[Given problem]
In the data below, start at the line containing "Ground white sneaker" and end at the line containing "591, 103, 630, 136", including both. Output those lines as a JSON list of strings, one string per line, leaving out any blank lines.

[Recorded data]
____________

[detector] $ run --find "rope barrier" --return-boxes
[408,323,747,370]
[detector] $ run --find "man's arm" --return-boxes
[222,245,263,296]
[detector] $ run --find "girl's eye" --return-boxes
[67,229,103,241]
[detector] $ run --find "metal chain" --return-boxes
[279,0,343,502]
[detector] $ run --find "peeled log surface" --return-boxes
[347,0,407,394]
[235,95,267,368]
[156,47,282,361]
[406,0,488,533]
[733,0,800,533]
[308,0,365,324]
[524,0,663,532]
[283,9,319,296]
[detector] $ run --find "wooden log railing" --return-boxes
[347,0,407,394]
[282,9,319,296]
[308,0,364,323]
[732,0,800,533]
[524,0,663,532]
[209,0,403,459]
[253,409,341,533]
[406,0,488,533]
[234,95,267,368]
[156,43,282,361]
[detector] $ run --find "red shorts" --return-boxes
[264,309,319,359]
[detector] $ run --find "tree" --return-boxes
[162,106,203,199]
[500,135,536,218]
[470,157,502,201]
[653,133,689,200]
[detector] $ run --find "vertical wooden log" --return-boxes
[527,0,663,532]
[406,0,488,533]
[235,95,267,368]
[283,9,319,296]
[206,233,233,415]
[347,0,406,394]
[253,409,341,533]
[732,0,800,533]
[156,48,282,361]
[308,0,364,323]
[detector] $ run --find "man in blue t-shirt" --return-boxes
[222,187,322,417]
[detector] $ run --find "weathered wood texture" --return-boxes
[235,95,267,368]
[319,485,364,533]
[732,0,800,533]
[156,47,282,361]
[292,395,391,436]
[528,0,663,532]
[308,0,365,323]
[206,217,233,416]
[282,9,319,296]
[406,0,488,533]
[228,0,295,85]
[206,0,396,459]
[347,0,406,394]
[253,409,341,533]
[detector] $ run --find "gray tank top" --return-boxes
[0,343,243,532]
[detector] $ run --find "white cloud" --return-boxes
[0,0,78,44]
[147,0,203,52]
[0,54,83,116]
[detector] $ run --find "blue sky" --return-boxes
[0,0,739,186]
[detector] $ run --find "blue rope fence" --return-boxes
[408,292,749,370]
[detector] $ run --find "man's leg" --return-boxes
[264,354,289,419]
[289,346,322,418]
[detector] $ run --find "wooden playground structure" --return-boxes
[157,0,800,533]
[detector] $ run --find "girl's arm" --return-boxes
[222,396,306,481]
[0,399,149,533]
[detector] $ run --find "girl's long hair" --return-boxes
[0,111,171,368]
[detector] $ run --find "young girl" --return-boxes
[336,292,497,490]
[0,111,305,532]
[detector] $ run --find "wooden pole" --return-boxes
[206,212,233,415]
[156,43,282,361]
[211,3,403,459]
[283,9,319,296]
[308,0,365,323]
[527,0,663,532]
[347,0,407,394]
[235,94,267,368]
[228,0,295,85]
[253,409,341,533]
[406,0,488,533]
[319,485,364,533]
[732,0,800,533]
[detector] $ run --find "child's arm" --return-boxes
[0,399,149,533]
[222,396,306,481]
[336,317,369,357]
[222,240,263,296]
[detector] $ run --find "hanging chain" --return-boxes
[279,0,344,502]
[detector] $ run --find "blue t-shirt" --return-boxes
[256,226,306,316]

____________

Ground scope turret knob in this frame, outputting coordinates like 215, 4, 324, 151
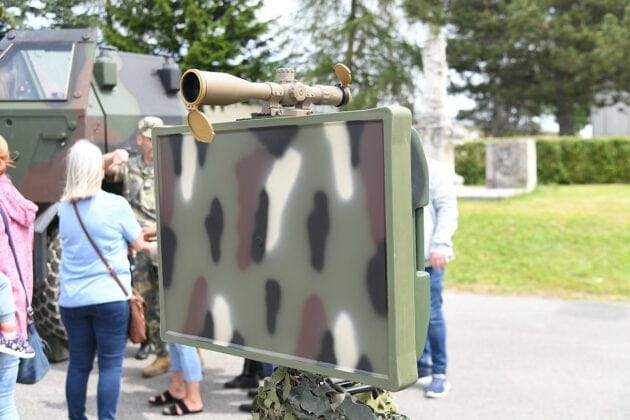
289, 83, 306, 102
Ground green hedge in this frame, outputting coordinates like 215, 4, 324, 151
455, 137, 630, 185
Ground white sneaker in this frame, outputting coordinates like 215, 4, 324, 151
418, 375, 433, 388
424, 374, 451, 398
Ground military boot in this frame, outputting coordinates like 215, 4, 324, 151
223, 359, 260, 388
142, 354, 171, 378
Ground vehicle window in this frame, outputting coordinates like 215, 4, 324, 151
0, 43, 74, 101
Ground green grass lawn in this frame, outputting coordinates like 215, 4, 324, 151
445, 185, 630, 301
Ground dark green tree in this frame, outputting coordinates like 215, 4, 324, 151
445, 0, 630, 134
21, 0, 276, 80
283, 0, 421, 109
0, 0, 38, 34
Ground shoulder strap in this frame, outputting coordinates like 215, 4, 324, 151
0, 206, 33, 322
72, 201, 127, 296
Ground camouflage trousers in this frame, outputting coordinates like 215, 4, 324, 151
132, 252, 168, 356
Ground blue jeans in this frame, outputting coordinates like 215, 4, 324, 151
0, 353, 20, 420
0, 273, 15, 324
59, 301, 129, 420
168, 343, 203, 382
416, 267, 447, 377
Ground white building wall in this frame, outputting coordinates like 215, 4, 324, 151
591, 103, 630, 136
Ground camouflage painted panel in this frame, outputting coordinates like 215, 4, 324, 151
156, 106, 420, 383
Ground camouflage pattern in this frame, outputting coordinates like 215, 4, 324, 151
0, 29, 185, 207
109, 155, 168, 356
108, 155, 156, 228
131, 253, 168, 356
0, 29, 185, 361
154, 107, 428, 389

____________

[Exercise output]
[
  "Ground white sneaker in this frame, outputting coordinates like 215, 4, 324, 151",
  "418, 375, 433, 388",
  "424, 374, 451, 398",
  "Ground military boot in this frame, outputting coordinates like 215, 4, 324, 151",
  "223, 359, 260, 388",
  "142, 354, 171, 378",
  "Ground vehicle window in this frame, outputting coordinates like 215, 4, 324, 151",
  "0, 43, 74, 101",
  "Ground green grass lawn in this frame, outputting coordinates like 215, 4, 324, 151",
  "445, 185, 630, 301",
  "Ground dark green tree in this frame, outputting coordinates like 215, 4, 324, 151",
  "445, 0, 630, 134",
  "21, 0, 276, 80",
  "283, 0, 421, 109",
  "0, 0, 38, 34",
  "Ground shoulder strap in this frame, outputting coordinates like 215, 4, 324, 151",
  "0, 206, 33, 322",
  "72, 201, 127, 296",
  "Ground camouflage trousers in this frame, outputting coordinates like 215, 4, 324, 151",
  "132, 252, 168, 356",
  "Ground blue jeans in this frame, outputting coordinates like 215, 4, 324, 151",
  "0, 353, 20, 420",
  "0, 273, 15, 324",
  "59, 301, 129, 420",
  "168, 343, 203, 382",
  "416, 267, 447, 377",
  "Ground white building wall in this frame, outputting coordinates like 215, 4, 324, 151",
  "591, 103, 630, 136"
]